_What the task requires_.
Your task is to reproduce exactly the lines from the line with "of the front" through the end of the records below.

_Dataset excerpts_.
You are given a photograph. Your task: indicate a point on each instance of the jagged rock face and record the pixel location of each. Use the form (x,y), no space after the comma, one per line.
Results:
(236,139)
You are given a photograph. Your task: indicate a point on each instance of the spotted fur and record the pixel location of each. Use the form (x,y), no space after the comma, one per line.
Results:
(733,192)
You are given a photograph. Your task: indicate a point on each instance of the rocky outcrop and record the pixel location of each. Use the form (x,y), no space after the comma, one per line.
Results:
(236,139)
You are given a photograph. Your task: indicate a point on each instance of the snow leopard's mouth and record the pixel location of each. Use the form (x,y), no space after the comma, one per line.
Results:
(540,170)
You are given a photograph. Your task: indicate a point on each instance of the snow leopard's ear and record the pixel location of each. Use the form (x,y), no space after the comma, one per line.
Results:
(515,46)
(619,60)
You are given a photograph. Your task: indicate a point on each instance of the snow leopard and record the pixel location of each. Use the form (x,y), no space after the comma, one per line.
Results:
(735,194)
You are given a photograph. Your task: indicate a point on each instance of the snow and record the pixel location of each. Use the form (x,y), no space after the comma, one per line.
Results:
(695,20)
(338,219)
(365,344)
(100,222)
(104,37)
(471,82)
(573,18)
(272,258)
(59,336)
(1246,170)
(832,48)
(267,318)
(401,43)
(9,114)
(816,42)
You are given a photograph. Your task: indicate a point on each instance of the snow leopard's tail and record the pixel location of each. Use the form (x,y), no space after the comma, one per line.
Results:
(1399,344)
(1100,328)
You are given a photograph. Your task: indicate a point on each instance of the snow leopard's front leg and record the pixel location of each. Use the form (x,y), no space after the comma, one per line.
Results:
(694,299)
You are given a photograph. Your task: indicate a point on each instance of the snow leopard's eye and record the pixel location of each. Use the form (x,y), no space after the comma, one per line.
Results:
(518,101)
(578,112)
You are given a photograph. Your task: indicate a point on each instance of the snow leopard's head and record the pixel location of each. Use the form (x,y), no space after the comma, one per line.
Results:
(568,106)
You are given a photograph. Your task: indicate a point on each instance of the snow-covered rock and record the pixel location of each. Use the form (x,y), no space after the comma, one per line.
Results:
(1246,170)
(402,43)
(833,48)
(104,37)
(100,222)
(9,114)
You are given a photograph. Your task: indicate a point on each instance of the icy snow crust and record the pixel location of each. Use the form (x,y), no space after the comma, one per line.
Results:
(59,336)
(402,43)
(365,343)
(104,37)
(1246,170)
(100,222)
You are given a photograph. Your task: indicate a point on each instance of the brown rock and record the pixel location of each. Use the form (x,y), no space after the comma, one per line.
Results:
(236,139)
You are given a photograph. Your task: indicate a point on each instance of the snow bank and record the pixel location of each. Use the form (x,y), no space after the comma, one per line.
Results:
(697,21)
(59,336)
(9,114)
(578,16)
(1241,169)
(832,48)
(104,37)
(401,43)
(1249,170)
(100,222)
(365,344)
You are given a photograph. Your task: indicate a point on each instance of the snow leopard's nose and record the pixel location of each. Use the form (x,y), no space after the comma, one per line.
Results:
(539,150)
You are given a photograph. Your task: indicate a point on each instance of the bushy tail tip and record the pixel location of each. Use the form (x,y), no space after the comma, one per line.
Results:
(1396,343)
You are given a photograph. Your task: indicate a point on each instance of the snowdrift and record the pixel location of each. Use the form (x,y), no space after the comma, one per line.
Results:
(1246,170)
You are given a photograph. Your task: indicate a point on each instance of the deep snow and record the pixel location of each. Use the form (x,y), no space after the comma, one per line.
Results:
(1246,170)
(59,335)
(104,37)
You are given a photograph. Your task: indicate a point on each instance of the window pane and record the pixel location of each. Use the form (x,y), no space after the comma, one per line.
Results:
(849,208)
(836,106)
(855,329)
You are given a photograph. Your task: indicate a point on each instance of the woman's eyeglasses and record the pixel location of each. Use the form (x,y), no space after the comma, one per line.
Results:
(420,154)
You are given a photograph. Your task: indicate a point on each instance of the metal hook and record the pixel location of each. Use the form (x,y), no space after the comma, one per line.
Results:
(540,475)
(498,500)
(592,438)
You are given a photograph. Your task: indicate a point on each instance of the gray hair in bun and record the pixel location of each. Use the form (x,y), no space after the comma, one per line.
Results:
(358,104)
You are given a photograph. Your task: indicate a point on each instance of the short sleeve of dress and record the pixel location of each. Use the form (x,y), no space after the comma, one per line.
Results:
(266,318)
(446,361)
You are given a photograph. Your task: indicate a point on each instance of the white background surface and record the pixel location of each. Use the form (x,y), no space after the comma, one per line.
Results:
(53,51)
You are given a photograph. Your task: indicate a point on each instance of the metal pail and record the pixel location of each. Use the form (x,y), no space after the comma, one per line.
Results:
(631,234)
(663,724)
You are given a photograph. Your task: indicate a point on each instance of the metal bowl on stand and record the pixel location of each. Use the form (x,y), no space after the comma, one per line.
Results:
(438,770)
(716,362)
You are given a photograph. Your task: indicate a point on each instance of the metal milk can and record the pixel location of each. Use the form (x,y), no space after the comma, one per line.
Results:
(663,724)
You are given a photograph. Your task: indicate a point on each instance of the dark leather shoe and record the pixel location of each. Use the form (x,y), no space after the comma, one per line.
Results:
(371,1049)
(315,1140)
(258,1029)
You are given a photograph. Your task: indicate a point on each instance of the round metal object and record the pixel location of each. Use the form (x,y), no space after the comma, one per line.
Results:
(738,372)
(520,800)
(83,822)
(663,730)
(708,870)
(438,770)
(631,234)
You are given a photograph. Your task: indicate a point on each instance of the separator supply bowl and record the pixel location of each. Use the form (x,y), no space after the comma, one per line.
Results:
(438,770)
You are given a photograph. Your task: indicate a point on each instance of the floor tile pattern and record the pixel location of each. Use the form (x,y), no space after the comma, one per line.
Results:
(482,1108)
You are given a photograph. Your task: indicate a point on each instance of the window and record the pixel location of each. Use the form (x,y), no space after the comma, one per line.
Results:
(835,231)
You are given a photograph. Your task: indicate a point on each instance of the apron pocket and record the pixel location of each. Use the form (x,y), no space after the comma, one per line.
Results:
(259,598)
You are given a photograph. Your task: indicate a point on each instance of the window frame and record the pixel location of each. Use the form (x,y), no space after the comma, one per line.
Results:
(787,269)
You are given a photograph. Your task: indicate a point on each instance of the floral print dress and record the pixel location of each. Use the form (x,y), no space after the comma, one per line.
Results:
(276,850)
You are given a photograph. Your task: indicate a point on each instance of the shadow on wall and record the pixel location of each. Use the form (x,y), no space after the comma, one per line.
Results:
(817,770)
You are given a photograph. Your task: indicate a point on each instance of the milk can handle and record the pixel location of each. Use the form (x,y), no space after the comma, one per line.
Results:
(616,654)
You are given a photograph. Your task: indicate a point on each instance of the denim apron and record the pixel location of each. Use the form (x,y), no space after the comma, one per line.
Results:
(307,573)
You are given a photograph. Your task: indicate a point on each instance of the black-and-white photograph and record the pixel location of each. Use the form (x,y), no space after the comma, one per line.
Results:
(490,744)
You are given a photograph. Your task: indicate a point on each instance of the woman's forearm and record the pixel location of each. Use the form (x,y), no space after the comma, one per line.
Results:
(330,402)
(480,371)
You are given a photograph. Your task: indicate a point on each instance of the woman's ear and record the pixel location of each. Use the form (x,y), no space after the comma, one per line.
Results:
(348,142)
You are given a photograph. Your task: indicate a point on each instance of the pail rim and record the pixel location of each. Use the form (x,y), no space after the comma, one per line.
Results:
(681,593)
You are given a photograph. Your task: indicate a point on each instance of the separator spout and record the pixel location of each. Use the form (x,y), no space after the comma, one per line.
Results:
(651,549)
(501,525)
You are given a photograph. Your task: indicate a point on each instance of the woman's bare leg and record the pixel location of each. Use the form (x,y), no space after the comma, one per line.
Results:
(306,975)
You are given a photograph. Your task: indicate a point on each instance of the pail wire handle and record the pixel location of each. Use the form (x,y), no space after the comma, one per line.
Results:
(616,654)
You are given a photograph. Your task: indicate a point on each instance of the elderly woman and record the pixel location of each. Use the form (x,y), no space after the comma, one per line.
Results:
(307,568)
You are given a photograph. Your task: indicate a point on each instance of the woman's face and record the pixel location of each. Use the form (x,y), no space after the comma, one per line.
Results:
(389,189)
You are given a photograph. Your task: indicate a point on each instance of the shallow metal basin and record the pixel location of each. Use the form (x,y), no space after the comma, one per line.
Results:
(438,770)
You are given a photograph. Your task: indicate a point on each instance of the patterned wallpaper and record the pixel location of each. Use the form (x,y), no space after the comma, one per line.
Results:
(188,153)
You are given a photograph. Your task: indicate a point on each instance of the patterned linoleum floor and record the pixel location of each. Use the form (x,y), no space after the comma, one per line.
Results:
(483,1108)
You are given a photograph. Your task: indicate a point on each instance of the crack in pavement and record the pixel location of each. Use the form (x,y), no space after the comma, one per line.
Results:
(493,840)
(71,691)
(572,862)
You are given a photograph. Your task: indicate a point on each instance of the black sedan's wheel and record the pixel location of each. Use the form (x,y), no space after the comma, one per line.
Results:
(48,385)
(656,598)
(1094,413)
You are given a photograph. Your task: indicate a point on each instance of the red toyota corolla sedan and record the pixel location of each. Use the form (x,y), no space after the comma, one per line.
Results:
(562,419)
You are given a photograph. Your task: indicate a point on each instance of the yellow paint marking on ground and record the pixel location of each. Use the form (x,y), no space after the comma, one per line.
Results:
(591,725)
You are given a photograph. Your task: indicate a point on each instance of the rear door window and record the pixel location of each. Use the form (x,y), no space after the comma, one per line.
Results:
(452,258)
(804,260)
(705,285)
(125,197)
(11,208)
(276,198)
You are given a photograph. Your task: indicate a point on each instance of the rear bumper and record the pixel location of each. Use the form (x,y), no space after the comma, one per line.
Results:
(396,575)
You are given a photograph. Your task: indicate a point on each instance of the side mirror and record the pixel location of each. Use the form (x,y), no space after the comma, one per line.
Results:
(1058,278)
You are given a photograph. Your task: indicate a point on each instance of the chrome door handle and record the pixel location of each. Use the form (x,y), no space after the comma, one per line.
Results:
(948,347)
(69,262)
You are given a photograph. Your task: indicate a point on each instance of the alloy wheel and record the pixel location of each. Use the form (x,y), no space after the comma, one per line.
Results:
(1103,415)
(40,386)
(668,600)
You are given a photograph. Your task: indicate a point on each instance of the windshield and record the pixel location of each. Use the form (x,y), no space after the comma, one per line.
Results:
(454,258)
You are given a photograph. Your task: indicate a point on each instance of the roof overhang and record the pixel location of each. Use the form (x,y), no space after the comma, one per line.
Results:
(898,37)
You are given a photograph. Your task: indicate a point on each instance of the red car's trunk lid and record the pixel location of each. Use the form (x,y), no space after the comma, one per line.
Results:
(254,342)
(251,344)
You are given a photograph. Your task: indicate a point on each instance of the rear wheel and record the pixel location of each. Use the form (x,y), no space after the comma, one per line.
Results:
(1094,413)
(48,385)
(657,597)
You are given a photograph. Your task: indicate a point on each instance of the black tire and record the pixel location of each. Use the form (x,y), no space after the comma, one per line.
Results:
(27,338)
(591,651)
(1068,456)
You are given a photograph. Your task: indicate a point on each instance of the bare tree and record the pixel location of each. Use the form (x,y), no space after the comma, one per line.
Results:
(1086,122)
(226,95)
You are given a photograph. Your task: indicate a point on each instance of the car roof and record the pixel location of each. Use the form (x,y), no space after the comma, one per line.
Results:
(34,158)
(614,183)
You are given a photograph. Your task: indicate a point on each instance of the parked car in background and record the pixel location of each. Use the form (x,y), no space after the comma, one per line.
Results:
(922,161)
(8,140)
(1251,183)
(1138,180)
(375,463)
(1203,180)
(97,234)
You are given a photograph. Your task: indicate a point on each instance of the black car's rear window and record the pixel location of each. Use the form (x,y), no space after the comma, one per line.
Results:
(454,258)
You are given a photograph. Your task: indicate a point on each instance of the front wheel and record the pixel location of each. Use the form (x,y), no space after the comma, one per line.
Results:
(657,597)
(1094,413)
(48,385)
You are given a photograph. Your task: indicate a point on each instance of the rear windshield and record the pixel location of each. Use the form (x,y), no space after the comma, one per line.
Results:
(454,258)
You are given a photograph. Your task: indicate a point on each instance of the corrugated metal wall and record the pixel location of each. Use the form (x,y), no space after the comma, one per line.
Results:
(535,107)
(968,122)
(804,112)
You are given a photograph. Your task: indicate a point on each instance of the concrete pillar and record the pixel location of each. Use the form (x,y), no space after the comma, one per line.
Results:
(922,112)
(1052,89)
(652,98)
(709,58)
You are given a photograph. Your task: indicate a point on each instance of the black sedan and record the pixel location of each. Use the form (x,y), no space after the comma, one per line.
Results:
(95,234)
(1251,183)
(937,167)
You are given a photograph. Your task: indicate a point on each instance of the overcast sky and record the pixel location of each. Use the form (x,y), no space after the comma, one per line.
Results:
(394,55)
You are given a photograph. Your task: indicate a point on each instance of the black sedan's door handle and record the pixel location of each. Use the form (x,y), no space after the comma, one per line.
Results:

_Exercise output_.
You are given a photograph. Your task: indicate a point on each instance of the front wheel and record the pixel location of each. Use the form (x,y), no space after the comma, one per line.
Results:
(657,597)
(1094,413)
(48,385)
You are given a photograph. Your task: indicate a point on each instance of the rear windshield and record the pixel location of each. Use the form (x,y), no space after the comma, one per line.
Results:
(454,258)
You are given a photograph. Your task: indicate a point on each instance of the corrugated metal wall and record the pixel location of each. Use the form (x,y), no space after the comma, one per line.
Results:
(535,107)
(968,122)
(804,112)
You are given a photograph. Your task: indicate a point on each instance of the concrete pillar and record the pixel location of each. Use the form (x,y), no space after the comma, one per line.
Results:
(922,112)
(1052,89)
(652,98)
(709,58)
You are given a photograph. Your task: indicate a point on each instance of the black sedan and record the pixel location of each. Use the form (x,y), no space after the comma, one per line.
Results:
(95,234)
(1251,183)
(937,167)
You are given a photograph. Your task: indicate a point on each instance of the overcast sky and record the pixel location of each. Use the form (x,y), no space after the comma, one per line.
Results:
(394,55)
You are given a photograph. Your task: indicate a point on each instance of the black sedan's door handle and record the pixel location of each. Use the form (x,y), no space after the comma, one per line.
Results:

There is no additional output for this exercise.